If you let the cows chew the grass down too hard or bring them back when it’s just used up its sugar reserve to get the first leaf out, you do enormous damage to the plant. It may not recover and will certainly take a long time to get up and running again.

Because Australian milk is sold at such low prices, we have to be super efficient and that means grazing the pasture at its most productive rather than relying on lots of expensive grain. A DPI expert once told me that what farmers do in the 12 weeks of Spring dictates how profitable we are for the whole year, so I am extra vigilant at the moment.

With the warmer, drier weather of the last week, we’ve seen growth rates soar. Rather than taking about 14 days to emerge, the first leaf is out in seven or eight. I’ve asked Wayne to reduce the amount of grain we’re feeding the cows (just by half a kilo every four days so we don’t upset the bacteria in their finely tuned digestive systems) and I’ll ring the silage contractor tomorrow to give him the heads-up.

That same DPI guy also told me that it doesn’t cost anything to be on time but being late in farming could cost a year’s profit. I’d better get out there!

Toad rush is more fallout from the wet

Toad rush

Toad rush has overwhelmed this paddock, lending it a yellow hue

Some of our paddocks have been so saturated for so long that the newly sown perennial pastures have been overwhelmed by toad rush.

Toad Rush is a weed described by the RIRDC in this cheerful way:

“Toad rush tends to thrive where soils are waterlogged and poorly drained. Although toad rush is a small, shallow rooted plant, it germinates in extremely high numbers and the seed is viable in the soil for over 10 years. Toad rush can use over 30% of the available nitrogen in the topsoil and can substantially reduce crop yields.”

Not happy. I’ll have to wait until the paddocks firm up enough to spray it out and then look at these options:

  1. Resow with more perennial seed in spring and hope the summer is mild enough for it to establish itself (expensive and too risky)
  2. Sow a brassica crop like turnips or rape (sick of ravenous caterpillars)
  3. Sow a summer crop like sorghum or millet (poor quality feed/not reliable)
  4. Sow an Italian ryegrass (Lolium multiflorum)

Looks like the Italians are the way to go. A spring sowing should yield some silage and because it’s after the frosts are over, the grass should stay lush if there’s summer rain rather than bolting to head.

● **PROBLEMS AND TASKS**:
**A.** Extract from the dairy farming passage the text that begins at the words "Toad rush is more" and ends after "by toad rush.".
**B.** Continue the dairy farming passage, starting after its final sentence.
The rows that follow are separate from the dairy farming passage.

● **MATERIAL PROVIDED**:
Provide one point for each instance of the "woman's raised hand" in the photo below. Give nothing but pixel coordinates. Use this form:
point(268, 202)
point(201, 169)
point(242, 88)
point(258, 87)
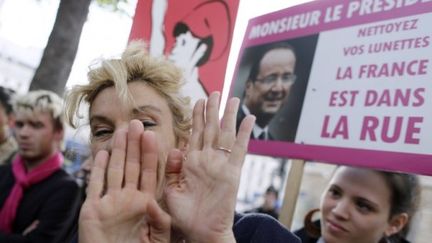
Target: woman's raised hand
point(121, 205)
point(202, 184)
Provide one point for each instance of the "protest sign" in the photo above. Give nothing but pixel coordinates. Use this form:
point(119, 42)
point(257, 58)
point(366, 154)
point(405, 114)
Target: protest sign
point(363, 89)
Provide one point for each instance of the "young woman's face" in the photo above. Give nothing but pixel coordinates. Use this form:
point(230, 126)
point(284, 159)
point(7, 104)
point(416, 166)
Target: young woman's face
point(355, 207)
point(107, 114)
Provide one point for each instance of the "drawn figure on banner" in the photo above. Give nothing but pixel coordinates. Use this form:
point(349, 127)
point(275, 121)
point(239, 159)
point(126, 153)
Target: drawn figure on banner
point(268, 86)
point(202, 35)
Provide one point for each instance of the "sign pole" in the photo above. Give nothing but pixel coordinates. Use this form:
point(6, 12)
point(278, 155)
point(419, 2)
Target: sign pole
point(291, 192)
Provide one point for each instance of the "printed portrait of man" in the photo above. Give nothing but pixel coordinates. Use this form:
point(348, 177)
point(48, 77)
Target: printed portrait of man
point(271, 82)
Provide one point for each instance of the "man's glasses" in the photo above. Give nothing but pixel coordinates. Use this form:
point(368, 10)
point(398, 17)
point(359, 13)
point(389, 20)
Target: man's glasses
point(287, 78)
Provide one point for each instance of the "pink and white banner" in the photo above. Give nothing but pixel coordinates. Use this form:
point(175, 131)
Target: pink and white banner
point(363, 89)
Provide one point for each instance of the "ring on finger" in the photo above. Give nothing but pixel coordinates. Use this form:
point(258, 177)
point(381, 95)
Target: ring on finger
point(224, 149)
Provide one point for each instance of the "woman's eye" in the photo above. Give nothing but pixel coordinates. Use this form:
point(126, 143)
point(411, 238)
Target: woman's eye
point(334, 193)
point(148, 124)
point(101, 132)
point(364, 207)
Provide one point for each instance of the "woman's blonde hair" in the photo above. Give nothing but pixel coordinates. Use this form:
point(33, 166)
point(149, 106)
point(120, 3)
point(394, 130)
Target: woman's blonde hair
point(135, 65)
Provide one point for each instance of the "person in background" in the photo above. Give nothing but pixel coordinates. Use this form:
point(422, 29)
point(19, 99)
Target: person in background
point(8, 145)
point(364, 205)
point(153, 179)
point(268, 86)
point(269, 204)
point(38, 199)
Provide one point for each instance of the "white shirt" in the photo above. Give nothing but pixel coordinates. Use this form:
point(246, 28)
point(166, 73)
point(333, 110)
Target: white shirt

● **ANSWERS TO THE TASKS**:
**A.**
Toad rush is more fallout from the wet

Toad rush

Toad rush has overwhelmed this paddock, lending it a yellow hue

Some of our paddocks have been so saturated for so long that the newly sown perennial pastures have been overwhelmed by toad rush.

**B.**
Watching grass grow really is exciting

We’ve been preparing for this for two years now. The house paddock has been limed to manage its acidity, soil tested, fertilised to balance the nutrients, treated with effluent and deep ripped to improve its water storage capacity. Since then, we’ve had it sprayed with a biodegradeable weed-killer, disced, sown with perennial ryegrass seed and rolled. It’s a big investment, which is why I’ve been patrolling the paddock almost constantly.

And look!

The house paddock on April 25

The house paddock on April 25

Here it was on April 13, just under a fortnight ago:

The house paddock on April 13

The house paddock on April 13

Now all we need to do is watch out for ravenous creepy crawlies and apply some nitrogen once it gets a little more established.

Gasp: the cows love fescue (and I do too)

Cows grazing Advance Tall Fescue

The cows really seem to prefer the Advance tall fescue over ryegrass

I’m beginning a clandestine (well maybe I’m coming out of the closet with this blog) love affair with fescue and cocksfoot. Our Gippsland dairy farm has always relied on a combination of ryegrass and clover, although prairie grass loves to volunteer. Because the weather patterns have changed so much, I’ve started to experiment with other pasture types.

We sowed the aptly-named swamp paddock with Advance tall fescue last year. It doesn’t mind waterlogging and produces massive volumes of feed in summer – just when the swamp paddock can withstand grazing without getting pugged. I’d had the paddock sown to an annual ryegrass which reshot and seemed to overwhelm it, so had the whole lot sprayed out with glyphosate. To my delight, the ryegrass was knocked out and the fescue has come back in force.

The cows seem to love Advance. I had them in the adjacent paddock of gorgeous perennial ryegrass but when I lifted the fence to let them into the rear of the still partially inundated swamp paddock, they rushed in and stayed there to eat the fescue.